▶ What is required: Gather every line in the listing below that contains the word "column", and copy each of those lines in full.

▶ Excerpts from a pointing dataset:
┄┄┄┄┄┄

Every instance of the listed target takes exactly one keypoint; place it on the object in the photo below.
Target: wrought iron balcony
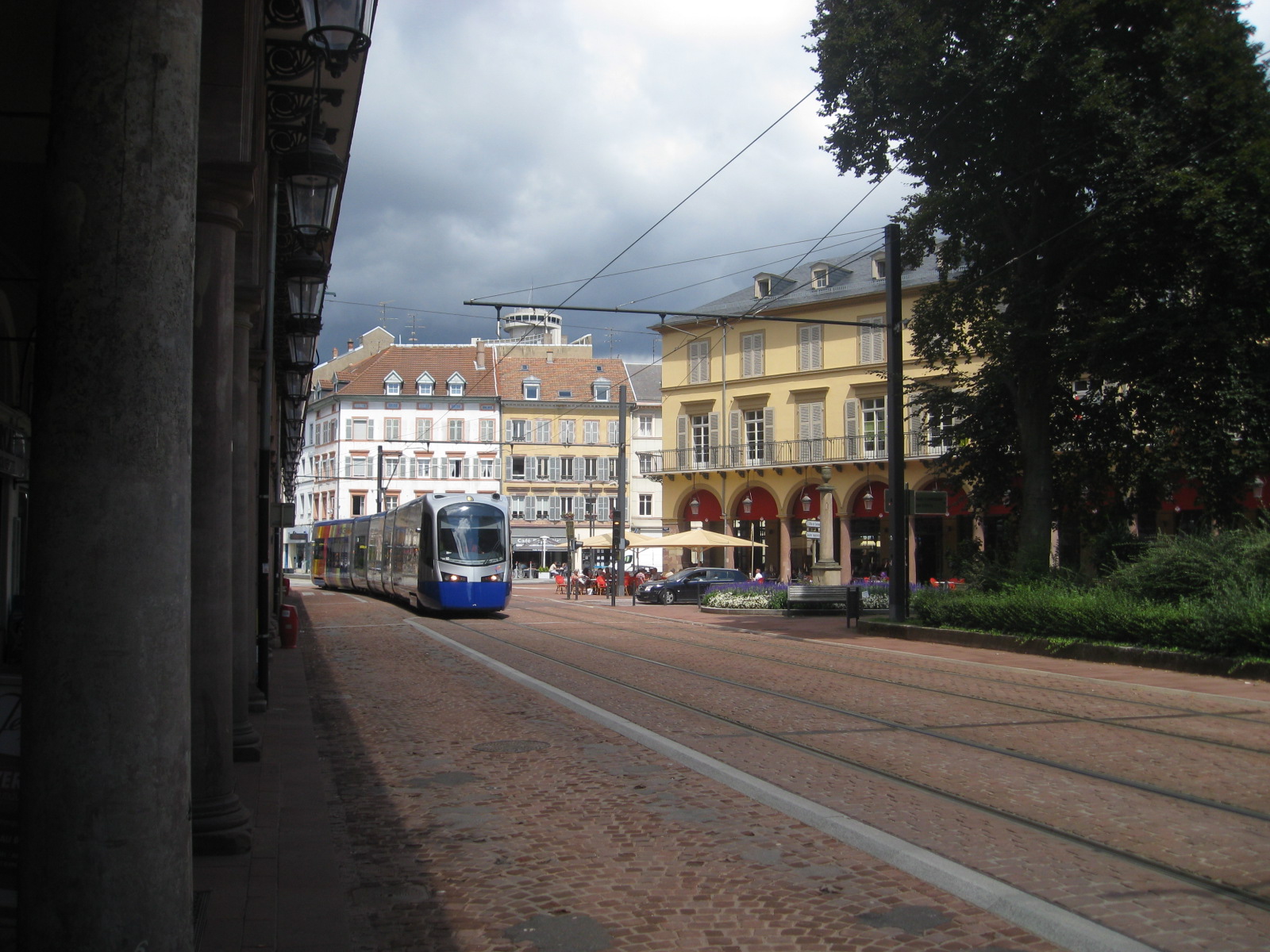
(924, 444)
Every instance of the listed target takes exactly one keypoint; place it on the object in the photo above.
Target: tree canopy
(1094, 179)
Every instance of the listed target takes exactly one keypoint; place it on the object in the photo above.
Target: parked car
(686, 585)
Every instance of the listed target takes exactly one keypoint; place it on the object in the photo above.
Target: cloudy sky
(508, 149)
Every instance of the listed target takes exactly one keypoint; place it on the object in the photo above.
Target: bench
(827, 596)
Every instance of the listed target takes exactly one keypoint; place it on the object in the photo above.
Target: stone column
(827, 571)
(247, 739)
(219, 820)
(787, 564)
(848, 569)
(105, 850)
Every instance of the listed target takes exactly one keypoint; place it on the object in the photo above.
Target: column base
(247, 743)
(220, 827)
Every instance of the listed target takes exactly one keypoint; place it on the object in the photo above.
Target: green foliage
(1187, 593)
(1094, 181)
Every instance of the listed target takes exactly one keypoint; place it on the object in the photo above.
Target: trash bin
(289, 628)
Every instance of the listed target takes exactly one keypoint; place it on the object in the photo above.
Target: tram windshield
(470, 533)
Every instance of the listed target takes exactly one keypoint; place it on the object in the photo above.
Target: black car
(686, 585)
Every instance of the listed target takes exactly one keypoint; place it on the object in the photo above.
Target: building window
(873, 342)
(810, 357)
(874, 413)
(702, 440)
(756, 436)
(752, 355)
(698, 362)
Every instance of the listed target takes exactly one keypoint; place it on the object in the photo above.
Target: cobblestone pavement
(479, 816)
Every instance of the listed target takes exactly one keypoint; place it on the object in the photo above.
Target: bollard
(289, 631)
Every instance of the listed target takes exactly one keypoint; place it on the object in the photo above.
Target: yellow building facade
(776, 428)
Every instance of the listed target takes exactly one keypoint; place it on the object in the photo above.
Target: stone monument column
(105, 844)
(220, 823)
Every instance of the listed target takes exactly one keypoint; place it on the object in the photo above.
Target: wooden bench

┄┄┄┄┄┄

▶ Task answer:
Target: stone column
Target: column base
Target: stone monument column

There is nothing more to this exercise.